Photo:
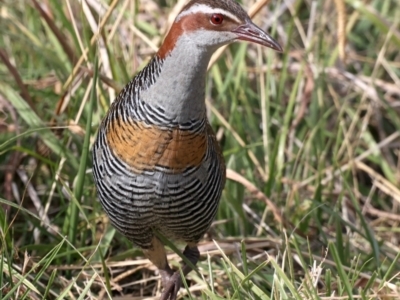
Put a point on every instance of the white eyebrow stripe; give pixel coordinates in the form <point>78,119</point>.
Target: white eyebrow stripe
<point>208,10</point>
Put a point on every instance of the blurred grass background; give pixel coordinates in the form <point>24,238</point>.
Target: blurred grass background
<point>310,137</point>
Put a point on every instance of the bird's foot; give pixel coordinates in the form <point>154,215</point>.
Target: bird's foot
<point>171,287</point>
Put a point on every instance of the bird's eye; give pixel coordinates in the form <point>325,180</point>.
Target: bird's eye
<point>217,19</point>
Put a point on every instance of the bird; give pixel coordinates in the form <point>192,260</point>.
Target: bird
<point>157,165</point>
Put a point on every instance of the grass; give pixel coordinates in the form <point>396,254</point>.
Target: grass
<point>311,139</point>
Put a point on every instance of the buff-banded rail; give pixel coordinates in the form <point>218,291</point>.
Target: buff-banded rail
<point>156,162</point>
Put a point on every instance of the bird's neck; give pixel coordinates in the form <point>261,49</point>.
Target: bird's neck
<point>179,89</point>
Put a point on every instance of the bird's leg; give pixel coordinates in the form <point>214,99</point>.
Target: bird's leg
<point>156,254</point>
<point>171,290</point>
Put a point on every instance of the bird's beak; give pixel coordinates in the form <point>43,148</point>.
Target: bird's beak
<point>252,33</point>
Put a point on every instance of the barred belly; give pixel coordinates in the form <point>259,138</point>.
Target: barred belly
<point>180,199</point>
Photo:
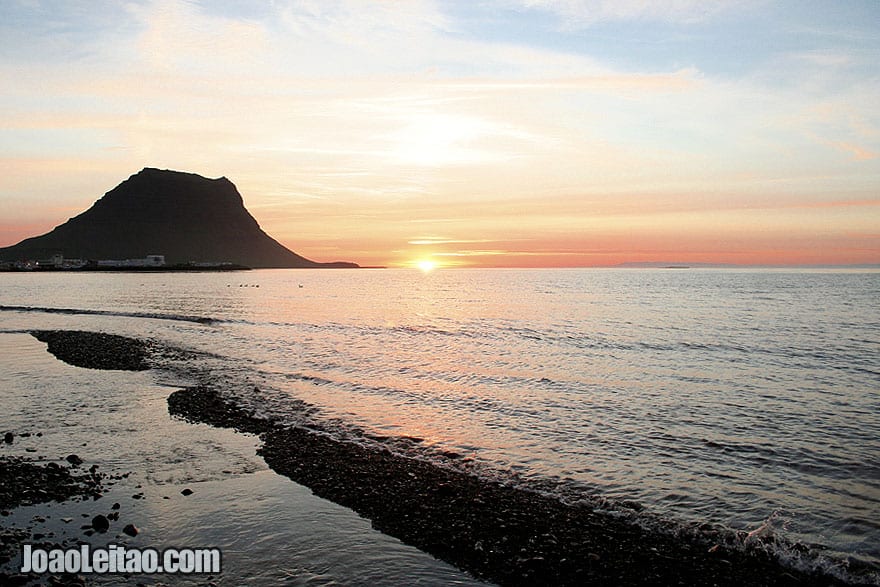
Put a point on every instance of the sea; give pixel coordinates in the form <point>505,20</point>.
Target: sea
<point>746,400</point>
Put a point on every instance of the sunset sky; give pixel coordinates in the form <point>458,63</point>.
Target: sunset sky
<point>476,133</point>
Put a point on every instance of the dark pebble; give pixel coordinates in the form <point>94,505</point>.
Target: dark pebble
<point>101,523</point>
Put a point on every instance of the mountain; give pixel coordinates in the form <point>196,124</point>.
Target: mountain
<point>183,216</point>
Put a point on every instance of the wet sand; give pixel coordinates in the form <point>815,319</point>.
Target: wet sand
<point>503,533</point>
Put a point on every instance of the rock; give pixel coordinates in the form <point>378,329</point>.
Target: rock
<point>74,460</point>
<point>100,523</point>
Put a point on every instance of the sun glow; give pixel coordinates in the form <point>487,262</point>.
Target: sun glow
<point>426,265</point>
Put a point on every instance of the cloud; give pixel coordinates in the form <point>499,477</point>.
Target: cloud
<point>584,13</point>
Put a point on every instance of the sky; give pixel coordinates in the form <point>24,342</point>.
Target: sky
<point>483,133</point>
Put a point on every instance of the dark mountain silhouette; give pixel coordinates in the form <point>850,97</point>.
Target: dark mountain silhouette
<point>184,216</point>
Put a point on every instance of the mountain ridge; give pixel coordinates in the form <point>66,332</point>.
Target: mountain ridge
<point>184,216</point>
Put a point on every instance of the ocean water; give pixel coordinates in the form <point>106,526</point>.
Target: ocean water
<point>746,399</point>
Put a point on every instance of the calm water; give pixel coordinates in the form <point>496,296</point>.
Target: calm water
<point>741,398</point>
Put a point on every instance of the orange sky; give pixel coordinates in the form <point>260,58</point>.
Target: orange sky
<point>486,134</point>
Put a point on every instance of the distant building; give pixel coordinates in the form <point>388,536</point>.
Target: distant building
<point>148,261</point>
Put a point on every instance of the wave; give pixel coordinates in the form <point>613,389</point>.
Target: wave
<point>87,312</point>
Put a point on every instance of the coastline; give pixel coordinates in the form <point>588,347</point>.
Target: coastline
<point>179,484</point>
<point>506,534</point>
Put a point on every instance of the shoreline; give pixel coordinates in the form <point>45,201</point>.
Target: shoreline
<point>494,531</point>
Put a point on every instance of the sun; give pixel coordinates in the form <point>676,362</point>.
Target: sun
<point>426,265</point>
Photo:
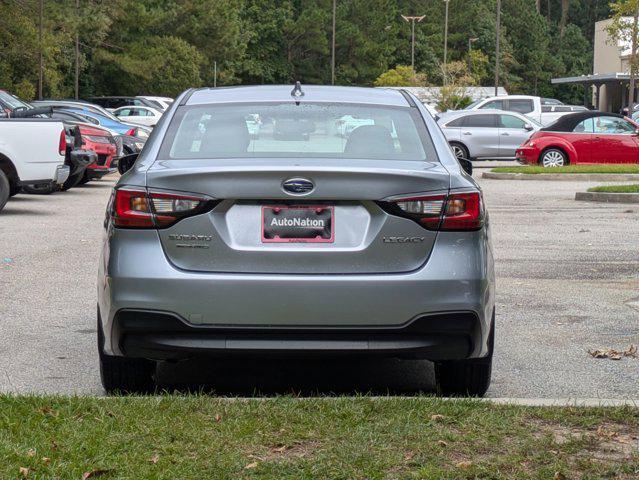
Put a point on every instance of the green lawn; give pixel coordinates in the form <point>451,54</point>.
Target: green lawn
<point>618,168</point>
<point>197,437</point>
<point>616,189</point>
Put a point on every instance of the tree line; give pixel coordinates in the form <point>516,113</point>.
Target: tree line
<point>129,47</point>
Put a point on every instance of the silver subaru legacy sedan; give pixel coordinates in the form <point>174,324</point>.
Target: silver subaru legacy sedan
<point>254,224</point>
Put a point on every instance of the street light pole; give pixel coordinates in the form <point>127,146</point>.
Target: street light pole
<point>497,35</point>
<point>411,20</point>
<point>77,52</point>
<point>446,42</point>
<point>471,40</point>
<point>41,74</point>
<point>333,44</point>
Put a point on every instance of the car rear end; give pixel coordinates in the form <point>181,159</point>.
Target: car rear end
<point>529,151</point>
<point>105,145</point>
<point>220,243</point>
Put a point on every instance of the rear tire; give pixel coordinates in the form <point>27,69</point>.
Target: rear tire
<point>124,375</point>
<point>553,157</point>
<point>466,377</point>
<point>460,150</point>
<point>85,179</point>
<point>5,189</point>
<point>72,181</point>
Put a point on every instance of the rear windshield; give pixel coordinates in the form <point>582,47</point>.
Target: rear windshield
<point>304,130</point>
<point>13,102</point>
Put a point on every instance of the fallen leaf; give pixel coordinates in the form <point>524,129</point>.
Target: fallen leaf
<point>98,472</point>
<point>613,354</point>
<point>605,433</point>
<point>48,411</point>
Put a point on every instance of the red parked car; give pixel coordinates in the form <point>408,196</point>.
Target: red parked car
<point>584,137</point>
<point>104,144</point>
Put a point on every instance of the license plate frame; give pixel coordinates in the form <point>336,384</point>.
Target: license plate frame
<point>268,235</point>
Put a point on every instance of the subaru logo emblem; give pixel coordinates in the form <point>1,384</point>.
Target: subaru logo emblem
<point>298,186</point>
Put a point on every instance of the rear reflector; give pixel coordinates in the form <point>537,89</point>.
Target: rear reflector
<point>62,145</point>
<point>464,211</point>
<point>453,212</point>
<point>137,208</point>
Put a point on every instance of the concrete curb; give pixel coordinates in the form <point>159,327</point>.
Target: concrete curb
<point>523,402</point>
<point>607,197</point>
<point>566,402</point>
<point>566,177</point>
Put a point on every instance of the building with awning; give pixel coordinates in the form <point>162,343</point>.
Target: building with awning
<point>607,88</point>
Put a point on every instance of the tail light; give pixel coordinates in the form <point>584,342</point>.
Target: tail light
<point>453,212</point>
<point>138,208</point>
<point>62,145</point>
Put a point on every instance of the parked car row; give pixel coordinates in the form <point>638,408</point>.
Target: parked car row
<point>77,142</point>
<point>576,138</point>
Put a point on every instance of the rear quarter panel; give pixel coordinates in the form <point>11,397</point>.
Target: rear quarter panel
<point>565,141</point>
<point>32,146</point>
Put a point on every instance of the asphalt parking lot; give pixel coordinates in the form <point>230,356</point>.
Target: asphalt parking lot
<point>568,281</point>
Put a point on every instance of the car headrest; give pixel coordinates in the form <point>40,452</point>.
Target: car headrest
<point>225,136</point>
<point>370,140</point>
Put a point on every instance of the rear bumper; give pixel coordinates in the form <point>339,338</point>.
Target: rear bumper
<point>165,336</point>
<point>135,275</point>
<point>97,173</point>
<point>527,155</point>
<point>62,173</point>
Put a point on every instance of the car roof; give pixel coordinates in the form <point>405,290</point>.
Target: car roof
<point>567,123</point>
<point>485,111</point>
<point>282,93</point>
<point>115,96</point>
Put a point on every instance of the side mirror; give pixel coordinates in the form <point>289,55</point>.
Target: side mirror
<point>19,112</point>
<point>467,165</point>
<point>126,163</point>
<point>83,157</point>
<point>77,137</point>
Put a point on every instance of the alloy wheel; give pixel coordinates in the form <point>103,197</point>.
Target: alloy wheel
<point>553,158</point>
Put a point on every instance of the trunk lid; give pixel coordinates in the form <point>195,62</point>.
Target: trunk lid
<point>364,237</point>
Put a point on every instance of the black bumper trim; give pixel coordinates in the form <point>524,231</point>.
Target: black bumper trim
<point>166,336</point>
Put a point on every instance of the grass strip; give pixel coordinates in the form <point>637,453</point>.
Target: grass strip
<point>287,438</point>
<point>616,189</point>
<point>604,168</point>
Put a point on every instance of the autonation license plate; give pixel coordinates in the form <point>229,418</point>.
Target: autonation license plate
<point>306,224</point>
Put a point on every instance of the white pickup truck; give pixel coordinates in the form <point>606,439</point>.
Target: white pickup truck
<point>32,151</point>
<point>544,111</point>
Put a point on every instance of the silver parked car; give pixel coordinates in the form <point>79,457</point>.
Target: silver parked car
<point>221,243</point>
<point>486,134</point>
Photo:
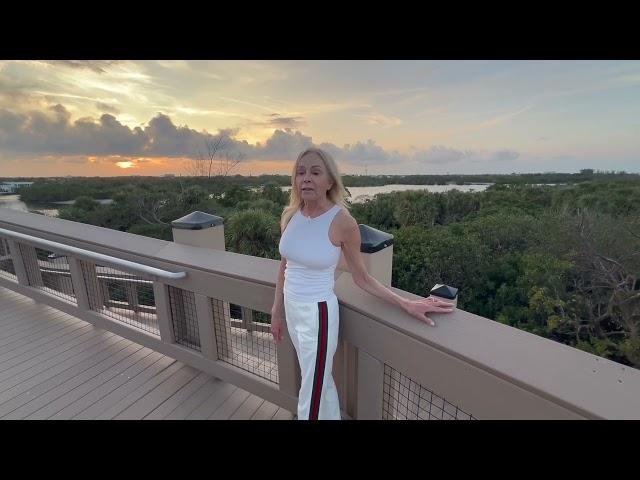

* * * * *

__PROBLEM DETAILS__: A clean copy is needed of the lines in the listing above from the one with "Put a point on every instance of the coastline;" through the one with "Put a point on every instance of the street", exact in every word and free of pictures.

__EXERCISE OUTPUT__:
Put a point on every instance of the coastline; give pixel coordinates in the form <point>588,347</point>.
Target: coastline
<point>179,484</point>
<point>506,534</point>
Put a point on every instance of the shoreline; give pixel coordinates in the form <point>45,201</point>.
Target: shoreline
<point>494,531</point>
Put a point on every instance of the sun; give pixel coordinates in the form <point>676,362</point>.
Target: sun
<point>426,265</point>
Photo:
Put a point on every instance of the green lawn; give pixel coordinates in the form <point>451,54</point>.
Target: green lawn
<point>618,168</point>
<point>197,437</point>
<point>616,189</point>
Put a point on every instance of the tree line; give pixel coordinates in the form <point>516,113</point>.
Target: tree line
<point>129,47</point>
Put a point on every instance of the silver subaru legacy sedan; give pixel coordinates in the form <point>174,324</point>.
Target: silver subaru legacy sedan
<point>254,224</point>
Put a point on every instance of the street light pole; give pixel coordinates in the form <point>127,146</point>.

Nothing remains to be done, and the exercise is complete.